--- OBJECTIVE 1 ---
In the commentary on Sarah Palin, what observance did she proclaim in April of 2008?

--- EXCERPT PROVIDED ---

I am positively moved that neither Sarah nor her daughter were willing to terminate the lives of their unborn children. This is in sharp contrast to Obama’s statement that “When it comes specifically to HIV/AIDS, the most important prevention is education, which should include…which should include abstinence education and teaching children…teaching children, you know, that sex is not something casual. But it should also include – it should also include other, you know, information about contraception, because, look, I’ve got two daughters, 9 years old and 6 years old. I am going to teach them first of all about values and morals. But if they make a mistake, I don’t want them punished with a baby.” (March, 2008)
So, one Vice Presidential candidate and her daughter demonstrate, under conditions of great stress, that babies are valued human beings, not punishment. However, that same VP candidate came forth in April of 2008 with a proclamation for “Family Child Care Week,” in which she wrote: “These professionals are positive role models for the children they care for and the communities they serve.” Clearly, Palin sees the need for
positive role models. I suggest that they be Mommy and Daddy, and not the hired help.

Records from a point labeling set:

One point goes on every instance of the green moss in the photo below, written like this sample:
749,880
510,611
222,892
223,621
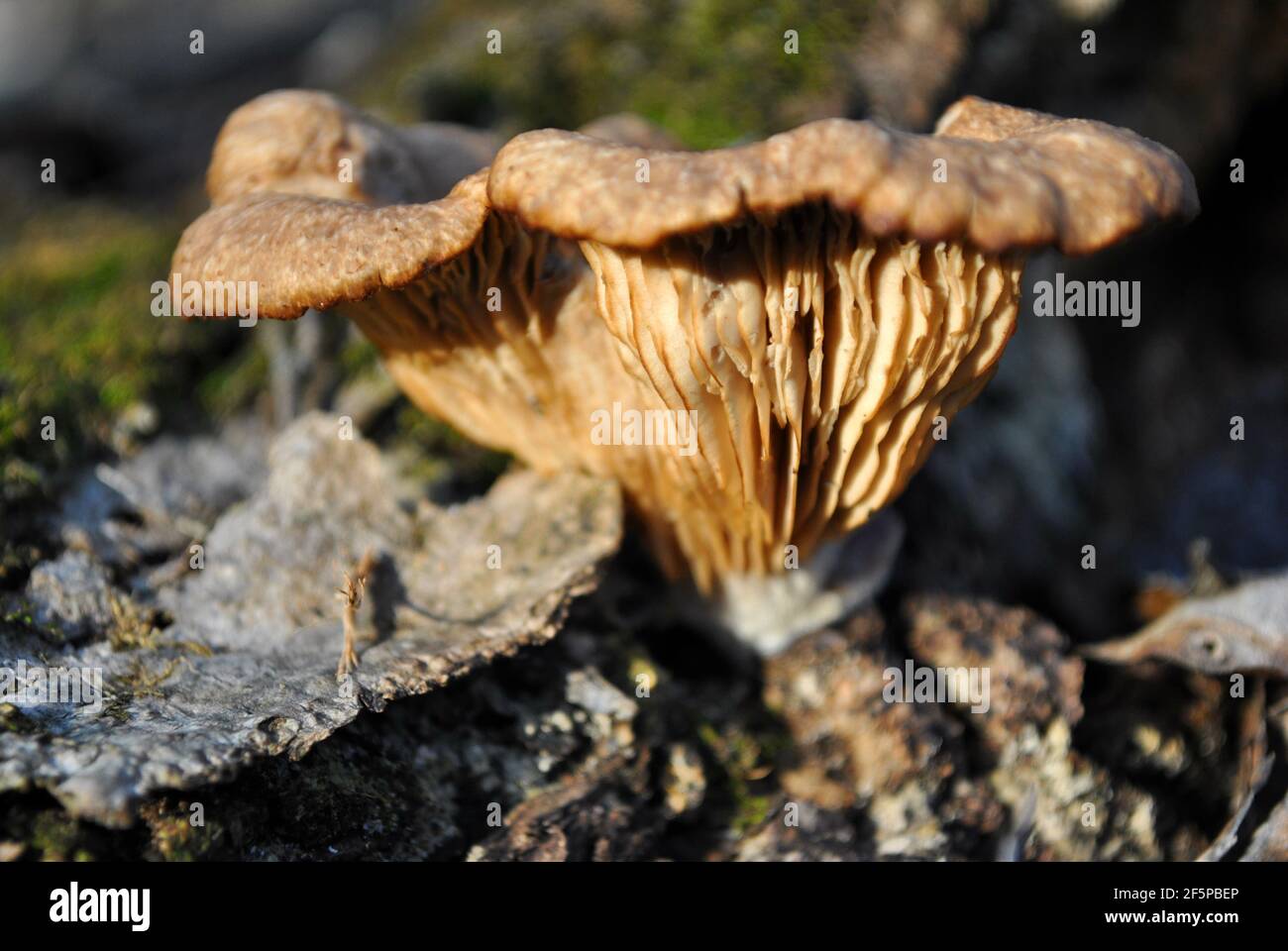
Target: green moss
442,453
174,838
742,759
709,71
55,838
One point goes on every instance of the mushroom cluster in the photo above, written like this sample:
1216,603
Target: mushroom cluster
755,342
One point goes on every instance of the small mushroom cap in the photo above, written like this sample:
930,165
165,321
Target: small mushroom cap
304,252
312,144
1012,179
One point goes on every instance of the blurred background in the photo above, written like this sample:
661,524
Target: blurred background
1093,433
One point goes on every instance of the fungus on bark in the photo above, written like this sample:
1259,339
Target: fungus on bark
811,304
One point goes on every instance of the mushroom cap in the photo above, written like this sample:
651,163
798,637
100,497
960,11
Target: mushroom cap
812,304
295,141
307,252
1016,179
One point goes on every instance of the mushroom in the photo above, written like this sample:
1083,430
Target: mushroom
811,304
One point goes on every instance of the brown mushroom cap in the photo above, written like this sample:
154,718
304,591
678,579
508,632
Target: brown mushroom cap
815,303
1014,179
297,141
307,252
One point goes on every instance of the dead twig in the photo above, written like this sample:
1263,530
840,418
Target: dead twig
352,598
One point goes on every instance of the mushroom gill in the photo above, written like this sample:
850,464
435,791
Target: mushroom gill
815,360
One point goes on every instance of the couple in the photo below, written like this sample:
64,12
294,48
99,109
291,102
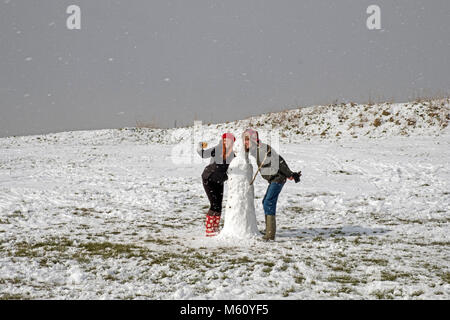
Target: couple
272,167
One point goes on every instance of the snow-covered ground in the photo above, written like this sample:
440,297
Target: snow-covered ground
108,214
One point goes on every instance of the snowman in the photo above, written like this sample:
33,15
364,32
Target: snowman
240,218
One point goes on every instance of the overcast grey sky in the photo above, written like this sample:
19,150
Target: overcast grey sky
157,61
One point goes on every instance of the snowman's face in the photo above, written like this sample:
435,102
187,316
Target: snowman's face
247,142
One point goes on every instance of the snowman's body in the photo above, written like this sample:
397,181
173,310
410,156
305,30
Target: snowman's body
240,218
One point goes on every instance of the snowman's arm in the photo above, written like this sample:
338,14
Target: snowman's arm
206,153
273,158
284,168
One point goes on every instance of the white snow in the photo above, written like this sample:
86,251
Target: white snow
107,214
240,218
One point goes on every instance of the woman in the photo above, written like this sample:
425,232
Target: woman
214,176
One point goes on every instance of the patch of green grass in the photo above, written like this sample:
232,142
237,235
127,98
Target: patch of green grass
112,250
392,276
383,294
13,296
342,172
376,261
343,279
417,293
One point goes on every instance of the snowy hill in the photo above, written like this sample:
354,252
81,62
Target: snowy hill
107,214
426,118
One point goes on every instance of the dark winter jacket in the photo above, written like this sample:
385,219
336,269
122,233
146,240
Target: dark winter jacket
216,171
274,168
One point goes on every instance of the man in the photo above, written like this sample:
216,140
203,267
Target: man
275,170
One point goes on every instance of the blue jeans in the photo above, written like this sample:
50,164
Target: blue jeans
271,198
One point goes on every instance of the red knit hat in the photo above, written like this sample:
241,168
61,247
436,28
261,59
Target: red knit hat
253,134
228,136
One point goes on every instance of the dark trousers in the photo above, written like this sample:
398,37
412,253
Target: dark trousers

--- OBJECTIVE 2 ---
Reproduce the entries in full, requests included, beginning at the line that contains "One point goes on every instance of the blue" and stopping after the last line of the entries. Shift every answer coordinate by adding 78 to each number.

--- CORRECT ANSWER 1 ---
She proclaimed Family Child Care Week.

--- CORRECT ANSWER 2 ---
One point goes on every instance of the blue jeans in the photo above, written like this sample:
50,164
Target: blue jeans
349,276
One point goes on every instance of the red knit hat in the photo above, written like this sample:
241,168
61,247
436,28
261,59
Target: red knit hat
331,212
306,214
One point goes on every instance of the dark trousers in the photo above, written like this sample:
398,37
412,253
Target: dark trousers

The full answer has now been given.